▶

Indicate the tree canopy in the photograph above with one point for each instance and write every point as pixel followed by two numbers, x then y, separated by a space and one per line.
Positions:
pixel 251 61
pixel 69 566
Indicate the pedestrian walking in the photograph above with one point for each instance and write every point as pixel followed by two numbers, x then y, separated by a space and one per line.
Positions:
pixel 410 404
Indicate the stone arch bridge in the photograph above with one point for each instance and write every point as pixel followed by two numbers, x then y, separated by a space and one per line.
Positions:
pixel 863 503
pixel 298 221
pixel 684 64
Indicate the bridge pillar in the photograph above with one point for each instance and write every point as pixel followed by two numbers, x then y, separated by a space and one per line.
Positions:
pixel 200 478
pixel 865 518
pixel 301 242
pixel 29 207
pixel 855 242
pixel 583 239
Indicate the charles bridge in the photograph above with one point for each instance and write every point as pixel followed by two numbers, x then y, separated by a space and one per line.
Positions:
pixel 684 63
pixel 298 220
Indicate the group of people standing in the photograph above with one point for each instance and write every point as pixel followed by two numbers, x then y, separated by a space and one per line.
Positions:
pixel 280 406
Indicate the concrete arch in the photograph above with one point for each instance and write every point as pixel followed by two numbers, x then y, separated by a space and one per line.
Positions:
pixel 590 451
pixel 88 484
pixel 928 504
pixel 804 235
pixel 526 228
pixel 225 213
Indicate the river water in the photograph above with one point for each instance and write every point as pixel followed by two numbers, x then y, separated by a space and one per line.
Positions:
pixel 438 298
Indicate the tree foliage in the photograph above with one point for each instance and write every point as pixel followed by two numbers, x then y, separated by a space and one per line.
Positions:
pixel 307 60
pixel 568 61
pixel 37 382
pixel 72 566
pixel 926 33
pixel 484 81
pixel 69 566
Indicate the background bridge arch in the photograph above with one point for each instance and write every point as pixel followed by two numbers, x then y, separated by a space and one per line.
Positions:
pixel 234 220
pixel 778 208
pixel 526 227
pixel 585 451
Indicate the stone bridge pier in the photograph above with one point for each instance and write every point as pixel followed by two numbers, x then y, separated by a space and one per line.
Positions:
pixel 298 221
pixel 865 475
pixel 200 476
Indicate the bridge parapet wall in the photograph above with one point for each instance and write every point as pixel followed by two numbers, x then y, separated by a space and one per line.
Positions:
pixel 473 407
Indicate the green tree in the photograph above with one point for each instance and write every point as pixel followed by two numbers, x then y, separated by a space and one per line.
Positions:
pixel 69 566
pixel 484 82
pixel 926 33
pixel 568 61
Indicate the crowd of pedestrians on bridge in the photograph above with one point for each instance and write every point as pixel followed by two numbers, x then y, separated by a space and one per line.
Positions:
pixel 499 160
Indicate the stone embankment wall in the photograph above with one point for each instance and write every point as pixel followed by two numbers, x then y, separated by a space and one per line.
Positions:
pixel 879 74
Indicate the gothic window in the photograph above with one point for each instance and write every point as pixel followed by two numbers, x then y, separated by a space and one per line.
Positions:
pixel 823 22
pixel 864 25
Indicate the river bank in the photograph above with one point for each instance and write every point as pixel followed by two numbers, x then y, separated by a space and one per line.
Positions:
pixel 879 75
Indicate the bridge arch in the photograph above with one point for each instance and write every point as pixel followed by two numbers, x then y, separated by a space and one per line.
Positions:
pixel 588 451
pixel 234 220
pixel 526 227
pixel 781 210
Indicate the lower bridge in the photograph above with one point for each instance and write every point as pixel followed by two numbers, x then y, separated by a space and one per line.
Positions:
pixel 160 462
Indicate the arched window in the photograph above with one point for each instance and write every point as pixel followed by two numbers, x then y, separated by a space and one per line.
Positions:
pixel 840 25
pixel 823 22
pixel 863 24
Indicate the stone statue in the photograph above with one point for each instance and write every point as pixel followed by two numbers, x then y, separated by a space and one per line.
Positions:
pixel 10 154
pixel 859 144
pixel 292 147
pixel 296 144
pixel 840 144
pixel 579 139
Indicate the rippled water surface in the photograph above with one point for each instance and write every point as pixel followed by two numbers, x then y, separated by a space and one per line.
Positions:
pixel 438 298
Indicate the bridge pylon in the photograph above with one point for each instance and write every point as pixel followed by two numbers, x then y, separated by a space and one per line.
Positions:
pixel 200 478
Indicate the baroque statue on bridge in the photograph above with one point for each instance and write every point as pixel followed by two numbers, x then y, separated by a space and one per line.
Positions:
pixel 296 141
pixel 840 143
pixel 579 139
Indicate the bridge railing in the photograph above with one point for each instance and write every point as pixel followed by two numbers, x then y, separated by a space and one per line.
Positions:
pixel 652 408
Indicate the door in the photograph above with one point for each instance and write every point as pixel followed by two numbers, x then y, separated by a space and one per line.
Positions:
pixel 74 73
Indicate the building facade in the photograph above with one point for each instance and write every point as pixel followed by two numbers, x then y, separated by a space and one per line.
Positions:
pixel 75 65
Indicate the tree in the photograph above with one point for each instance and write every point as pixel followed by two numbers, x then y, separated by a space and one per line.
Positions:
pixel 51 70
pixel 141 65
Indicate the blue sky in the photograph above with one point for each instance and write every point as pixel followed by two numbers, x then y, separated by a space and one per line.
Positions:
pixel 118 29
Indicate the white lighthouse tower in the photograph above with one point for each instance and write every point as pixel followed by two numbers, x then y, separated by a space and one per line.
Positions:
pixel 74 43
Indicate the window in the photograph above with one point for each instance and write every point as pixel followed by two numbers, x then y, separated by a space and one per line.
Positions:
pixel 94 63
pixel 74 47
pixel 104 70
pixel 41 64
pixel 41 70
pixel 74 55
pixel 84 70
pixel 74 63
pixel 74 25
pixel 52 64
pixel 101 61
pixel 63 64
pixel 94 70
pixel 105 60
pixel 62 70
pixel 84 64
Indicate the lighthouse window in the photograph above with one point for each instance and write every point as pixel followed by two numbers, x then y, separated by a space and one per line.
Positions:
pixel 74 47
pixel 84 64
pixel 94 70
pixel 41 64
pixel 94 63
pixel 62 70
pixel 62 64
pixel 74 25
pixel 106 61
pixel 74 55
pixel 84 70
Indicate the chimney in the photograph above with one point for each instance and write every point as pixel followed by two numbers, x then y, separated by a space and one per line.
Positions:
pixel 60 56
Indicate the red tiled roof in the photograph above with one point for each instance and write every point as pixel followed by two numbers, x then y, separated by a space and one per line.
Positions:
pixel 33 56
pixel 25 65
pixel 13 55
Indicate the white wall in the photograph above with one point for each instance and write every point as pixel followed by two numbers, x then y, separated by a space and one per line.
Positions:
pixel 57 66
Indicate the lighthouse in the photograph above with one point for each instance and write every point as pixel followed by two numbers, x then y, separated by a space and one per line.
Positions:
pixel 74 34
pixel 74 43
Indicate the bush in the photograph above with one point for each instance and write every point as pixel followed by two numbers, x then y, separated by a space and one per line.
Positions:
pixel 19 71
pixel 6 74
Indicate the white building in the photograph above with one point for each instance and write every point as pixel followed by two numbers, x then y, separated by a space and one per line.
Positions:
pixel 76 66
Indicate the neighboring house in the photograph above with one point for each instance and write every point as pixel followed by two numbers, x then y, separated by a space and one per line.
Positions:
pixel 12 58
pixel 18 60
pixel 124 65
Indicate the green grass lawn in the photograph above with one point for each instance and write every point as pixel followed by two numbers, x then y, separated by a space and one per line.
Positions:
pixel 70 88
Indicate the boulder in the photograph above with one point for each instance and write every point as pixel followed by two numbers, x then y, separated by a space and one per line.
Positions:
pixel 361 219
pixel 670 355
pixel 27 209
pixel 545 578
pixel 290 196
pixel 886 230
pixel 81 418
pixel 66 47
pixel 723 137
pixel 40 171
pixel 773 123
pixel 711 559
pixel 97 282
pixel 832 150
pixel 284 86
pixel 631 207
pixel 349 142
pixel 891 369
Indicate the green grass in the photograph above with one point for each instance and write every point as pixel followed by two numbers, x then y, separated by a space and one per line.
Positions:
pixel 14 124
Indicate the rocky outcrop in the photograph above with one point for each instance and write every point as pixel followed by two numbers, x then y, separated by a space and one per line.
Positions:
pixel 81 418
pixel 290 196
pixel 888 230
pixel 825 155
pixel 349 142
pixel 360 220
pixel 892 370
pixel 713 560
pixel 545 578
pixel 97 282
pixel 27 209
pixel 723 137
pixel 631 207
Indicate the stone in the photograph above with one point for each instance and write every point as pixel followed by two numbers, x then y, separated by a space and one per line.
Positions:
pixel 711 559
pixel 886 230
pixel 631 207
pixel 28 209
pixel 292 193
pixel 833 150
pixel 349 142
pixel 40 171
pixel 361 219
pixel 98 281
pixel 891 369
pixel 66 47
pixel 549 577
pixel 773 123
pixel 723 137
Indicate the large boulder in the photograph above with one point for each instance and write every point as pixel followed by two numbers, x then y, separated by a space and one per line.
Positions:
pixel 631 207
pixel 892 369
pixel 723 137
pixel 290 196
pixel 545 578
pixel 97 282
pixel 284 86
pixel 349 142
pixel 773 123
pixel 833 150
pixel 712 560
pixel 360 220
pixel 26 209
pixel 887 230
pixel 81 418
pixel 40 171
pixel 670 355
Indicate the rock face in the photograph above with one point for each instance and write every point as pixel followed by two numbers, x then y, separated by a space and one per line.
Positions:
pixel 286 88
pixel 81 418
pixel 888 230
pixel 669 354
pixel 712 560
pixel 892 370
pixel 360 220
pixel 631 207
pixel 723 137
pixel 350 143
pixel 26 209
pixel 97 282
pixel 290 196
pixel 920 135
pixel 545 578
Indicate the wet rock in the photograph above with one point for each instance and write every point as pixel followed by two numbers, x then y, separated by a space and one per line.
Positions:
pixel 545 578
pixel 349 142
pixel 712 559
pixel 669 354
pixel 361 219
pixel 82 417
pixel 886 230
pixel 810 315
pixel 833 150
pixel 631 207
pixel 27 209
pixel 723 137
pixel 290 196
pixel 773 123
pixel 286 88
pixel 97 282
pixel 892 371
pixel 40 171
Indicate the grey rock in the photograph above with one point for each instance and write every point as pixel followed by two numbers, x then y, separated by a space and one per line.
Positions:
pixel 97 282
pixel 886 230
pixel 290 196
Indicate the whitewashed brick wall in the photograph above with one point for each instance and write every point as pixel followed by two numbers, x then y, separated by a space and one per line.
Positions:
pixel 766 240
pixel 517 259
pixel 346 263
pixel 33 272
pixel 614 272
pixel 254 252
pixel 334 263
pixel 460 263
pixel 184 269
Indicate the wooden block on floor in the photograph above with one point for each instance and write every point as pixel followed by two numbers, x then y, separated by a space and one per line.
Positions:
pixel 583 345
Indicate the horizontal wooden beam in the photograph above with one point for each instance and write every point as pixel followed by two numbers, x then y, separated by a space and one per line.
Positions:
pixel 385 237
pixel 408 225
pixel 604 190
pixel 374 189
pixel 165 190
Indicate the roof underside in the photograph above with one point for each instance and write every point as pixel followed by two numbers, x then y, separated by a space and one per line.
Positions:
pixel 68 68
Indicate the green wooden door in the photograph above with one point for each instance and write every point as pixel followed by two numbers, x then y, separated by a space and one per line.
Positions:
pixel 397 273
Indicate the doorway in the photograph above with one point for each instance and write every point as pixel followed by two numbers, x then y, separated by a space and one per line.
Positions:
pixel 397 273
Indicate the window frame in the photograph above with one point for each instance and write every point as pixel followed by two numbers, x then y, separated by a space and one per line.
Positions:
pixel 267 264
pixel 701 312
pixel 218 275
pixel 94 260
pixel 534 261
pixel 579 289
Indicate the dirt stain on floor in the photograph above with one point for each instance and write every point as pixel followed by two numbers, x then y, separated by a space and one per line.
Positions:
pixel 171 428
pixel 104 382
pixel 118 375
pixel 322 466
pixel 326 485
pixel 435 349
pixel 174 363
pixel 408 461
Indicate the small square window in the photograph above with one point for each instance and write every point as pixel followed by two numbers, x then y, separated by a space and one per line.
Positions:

◀

Arrange the part of the data that opens with the line containing "Indicate the tree foliage" and closes with the line containing "pixel 473 407" as a two-column CSV with the header instruction,points. Give one row per instruction, with its wording and its points each in a single quoted field and line breaks replaced by spaces.

instruction,points
"Indicate the tree foliage in the photograph above with one point for each instance and write every point as pixel followed by two numbers, x then y, separated by a space and one per line. Positions:","pixel 307 60 pixel 568 61 pixel 37 382 pixel 72 566 pixel 926 33 pixel 484 81 pixel 69 566"
"Indicate the background bridge arch in the photograph above with one point for each instance and write every point as pixel followed by two numbers, x then y, separated by a space and one per line. Positions:","pixel 234 220 pixel 778 208 pixel 526 227 pixel 585 451"
"Indicate the stone bridge pier in the photograph above with one point for each instance and write every point as pixel followed by two numbers, x then y, separated by a space and one per line. Positions:","pixel 298 221 pixel 865 475 pixel 200 476"
"Indicate the bridge parapet wall in the photograph above with one point for each instance and write every point as pixel followed by two numbers, x then y, separated by a space and one per line. Positions:","pixel 473 407"